EXERCISE OBJECTIVE: Give a verbatim copy of the lines below, minus the pictures.

■ ■ ■ ■

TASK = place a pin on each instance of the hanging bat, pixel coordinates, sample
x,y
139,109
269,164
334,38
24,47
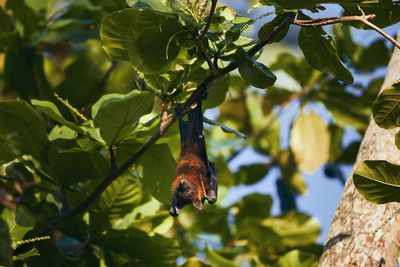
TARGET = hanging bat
x,y
195,176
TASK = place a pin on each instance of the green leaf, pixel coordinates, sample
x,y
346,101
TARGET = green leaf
x,y
379,8
386,108
217,260
72,164
320,51
158,172
118,117
23,130
22,257
149,39
296,258
119,198
253,72
5,244
267,28
224,128
294,229
310,141
19,222
251,174
298,68
345,107
378,181
84,77
118,249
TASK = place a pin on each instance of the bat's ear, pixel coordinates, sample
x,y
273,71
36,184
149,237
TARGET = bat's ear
x,y
198,204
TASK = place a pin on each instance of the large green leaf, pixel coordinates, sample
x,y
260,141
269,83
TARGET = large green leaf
x,y
345,107
22,130
19,222
310,141
297,258
146,37
294,229
71,164
158,172
320,52
5,245
217,260
269,27
119,198
386,108
378,181
117,117
387,12
133,247
253,72
83,78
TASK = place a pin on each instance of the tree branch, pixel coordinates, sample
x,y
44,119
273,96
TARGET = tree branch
x,y
200,37
201,91
364,19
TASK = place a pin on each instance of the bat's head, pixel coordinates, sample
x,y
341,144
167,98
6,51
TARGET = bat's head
x,y
185,192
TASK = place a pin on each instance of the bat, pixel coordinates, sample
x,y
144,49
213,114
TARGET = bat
x,y
195,176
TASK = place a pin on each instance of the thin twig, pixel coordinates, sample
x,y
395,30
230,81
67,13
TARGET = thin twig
x,y
364,19
63,199
209,18
201,90
113,158
200,37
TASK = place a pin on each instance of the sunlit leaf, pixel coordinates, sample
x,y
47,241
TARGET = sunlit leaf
x,y
386,108
253,72
320,52
149,39
310,141
118,117
296,258
217,260
158,172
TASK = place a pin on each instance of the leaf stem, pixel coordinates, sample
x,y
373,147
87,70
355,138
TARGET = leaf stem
x,y
364,19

■ ■ ■ ■

SOLUTION FOR THIS EXERCISE:
TASK = place a pin on each instance of the hanging bat, pixel coordinates, sample
x,y
139,109
269,164
334,38
24,47
TARGET = hanging bat
x,y
195,176
TASK = place a pin on each instance of the green leaf, pixel coordinates, sample
x,y
346,101
TARGET = green leaf
x,y
379,8
386,108
217,260
72,164
320,51
158,172
118,117
23,130
22,257
149,39
296,258
119,198
253,72
5,244
267,28
224,128
294,229
310,141
19,222
251,174
298,68
345,107
378,181
84,77
118,249
TASK = place a pin on each instance of the bat's ear, pixel coordinates, sample
x,y
273,71
36,184
149,237
TARGET = bat's ear
x,y
198,204
TASK = place a pin on each instance of the large green leaf, pixel coordinates, sample
x,y
260,141
269,83
TARGET = large green leaf
x,y
345,107
22,130
19,222
310,141
297,258
146,37
294,229
71,164
158,172
320,52
5,245
217,260
269,27
119,198
386,108
378,181
117,117
387,12
133,247
253,72
83,78
TASK = place a pin on each instance of the tree branch, pixel coordinates, sample
x,y
44,119
273,96
TARGET = tree branch
x,y
200,37
201,91
364,19
TASK = place a pin on each instance of the bat's head, pixel coordinates, sample
x,y
341,144
167,98
6,51
TARGET = bat's head
x,y
185,192
TASK = place a pin on each instance of the bat, pixel coordinates, sample
x,y
144,49
213,114
TARGET = bat
x,y
195,176
TASK = place a pin on each instance of the thin twig, pixel coordinates, sample
x,y
395,30
230,81
67,13
TARGET = thin twig
x,y
364,19
63,199
209,18
201,90
113,158
200,37
TASK = place a pin on each instance of the sunlit leaf, pixel coordinates, sample
x,y
47,241
TARGET = sunlit leaf
x,y
386,108
253,72
320,52
149,39
310,141
118,117
296,258
217,260
158,172
TASK = place a pin on each instance of the leaf stem, pixel coordinates, sample
x,y
373,147
87,70
355,138
TARGET = leaf stem
x,y
364,19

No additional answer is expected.